Tekstfragment ::
Cassatiemiddelen (Staatssecretaris):

(i) Schending van het Nederlands recht, met name van de artikelen 4 AWR en artikel 2 Wet VPB 1969, alsmede artikel 4 van het verdrag met België, doordat het Hof heeft beslist dat belanghebbende niet feitelijk in Nederland was gevestigd, zulks ten onrechte dan wel op onjuiste gronden.

(ii) Schending van het Nederlands recht, met name van de artikelen 3 en 17 van de Wet VPB 1969, alsmede de artikelen 5 en 7 van het verdrag België, doordat het Hof heeft beslist dat het in Nederland gevestigde concernhoofdkantoor niet als een plaats van leiding van belanghebbende kan worden aangemerkt, zulks ten onrechte dan wel op onjuiste gronden.

Hoge Raad:

De Hoge Raad wijst het cassatieberoep van de Staatssecretaris af met een beroep op artikel 81 wet RO.

Winnende partij:

Belanghebbende.

Opdracht ::
Vertaal deze zin uit het tekstfragment in het Engels: "De Hoge Raad wijst het cassatieberoep van de Staatssecretaris af met een beroep op artikel 81 wet RO."

Rijen gegevensset ::
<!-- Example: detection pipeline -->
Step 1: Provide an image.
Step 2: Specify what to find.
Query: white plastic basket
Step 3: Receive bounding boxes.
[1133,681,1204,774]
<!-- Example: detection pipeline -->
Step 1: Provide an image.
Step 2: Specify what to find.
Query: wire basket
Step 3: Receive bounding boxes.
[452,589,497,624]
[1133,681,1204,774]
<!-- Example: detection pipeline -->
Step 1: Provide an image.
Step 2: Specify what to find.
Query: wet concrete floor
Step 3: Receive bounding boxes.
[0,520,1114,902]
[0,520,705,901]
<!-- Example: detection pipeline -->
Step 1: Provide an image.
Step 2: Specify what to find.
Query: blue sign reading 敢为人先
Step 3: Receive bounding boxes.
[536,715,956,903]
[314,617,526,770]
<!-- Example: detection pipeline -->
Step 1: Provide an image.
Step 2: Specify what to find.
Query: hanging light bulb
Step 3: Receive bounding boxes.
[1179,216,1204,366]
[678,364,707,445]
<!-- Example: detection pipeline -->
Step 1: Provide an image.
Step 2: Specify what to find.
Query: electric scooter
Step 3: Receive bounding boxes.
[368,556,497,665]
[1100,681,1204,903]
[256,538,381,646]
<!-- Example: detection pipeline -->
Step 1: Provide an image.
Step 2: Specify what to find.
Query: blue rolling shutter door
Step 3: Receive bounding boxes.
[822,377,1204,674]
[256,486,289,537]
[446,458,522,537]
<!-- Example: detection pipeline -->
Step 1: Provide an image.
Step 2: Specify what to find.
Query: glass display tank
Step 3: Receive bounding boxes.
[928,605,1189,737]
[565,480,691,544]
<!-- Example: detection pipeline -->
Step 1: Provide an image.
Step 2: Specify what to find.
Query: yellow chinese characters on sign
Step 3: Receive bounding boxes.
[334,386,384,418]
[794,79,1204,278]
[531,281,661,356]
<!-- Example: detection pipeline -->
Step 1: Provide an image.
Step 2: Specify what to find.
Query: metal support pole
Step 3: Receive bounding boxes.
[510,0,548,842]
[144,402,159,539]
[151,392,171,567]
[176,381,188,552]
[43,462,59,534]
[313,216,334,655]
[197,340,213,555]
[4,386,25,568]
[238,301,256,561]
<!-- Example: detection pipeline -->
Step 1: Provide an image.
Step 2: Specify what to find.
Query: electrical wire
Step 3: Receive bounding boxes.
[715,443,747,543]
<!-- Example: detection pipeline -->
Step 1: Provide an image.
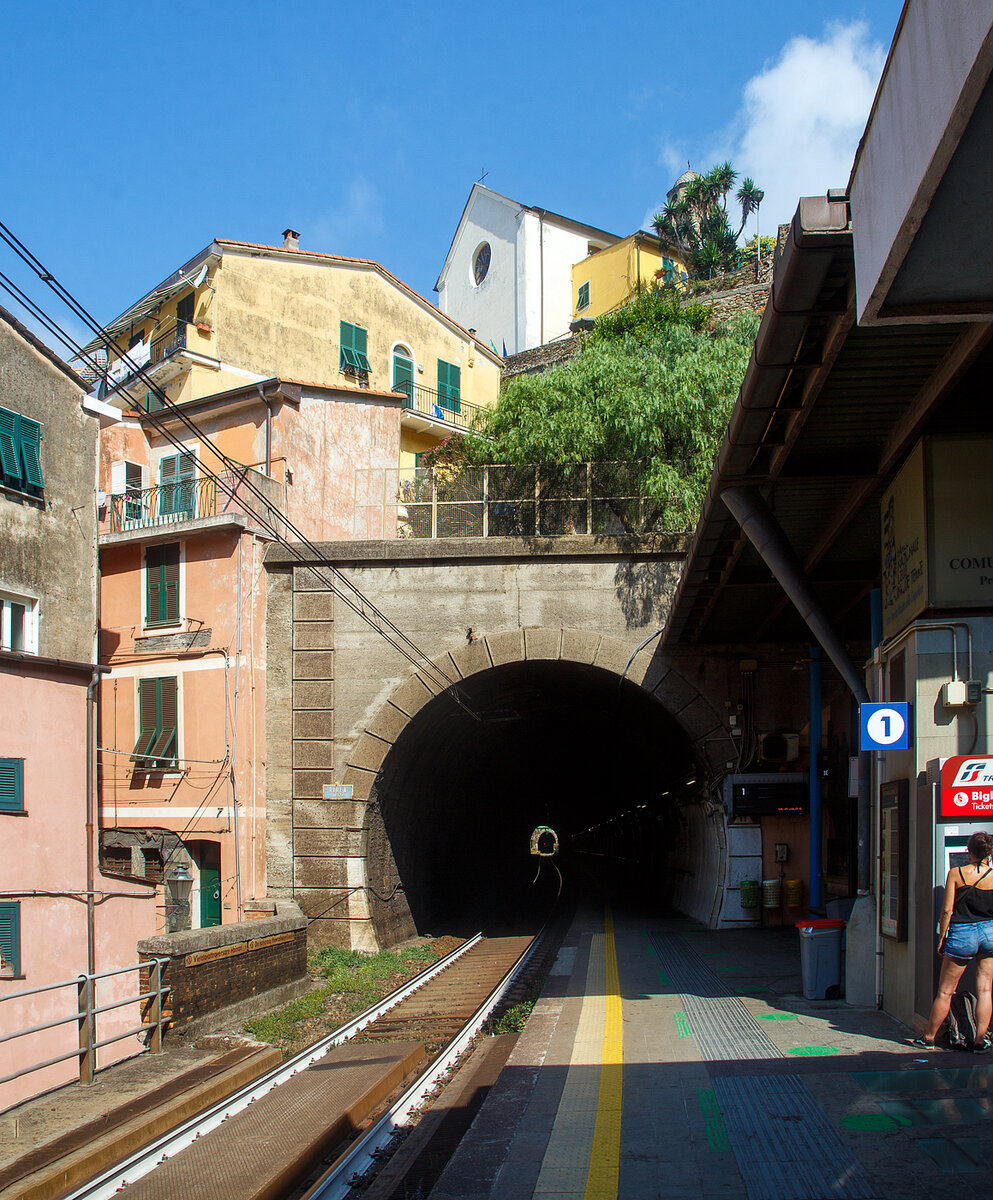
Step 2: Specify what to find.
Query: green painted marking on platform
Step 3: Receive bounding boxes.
[841,1112,910,1133]
[697,1087,730,1154]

Antwoord ::
The Supreme Court dismisses the State Secretary's appeal in cassation, relying on Article 81 of the Judiciary Organization Act.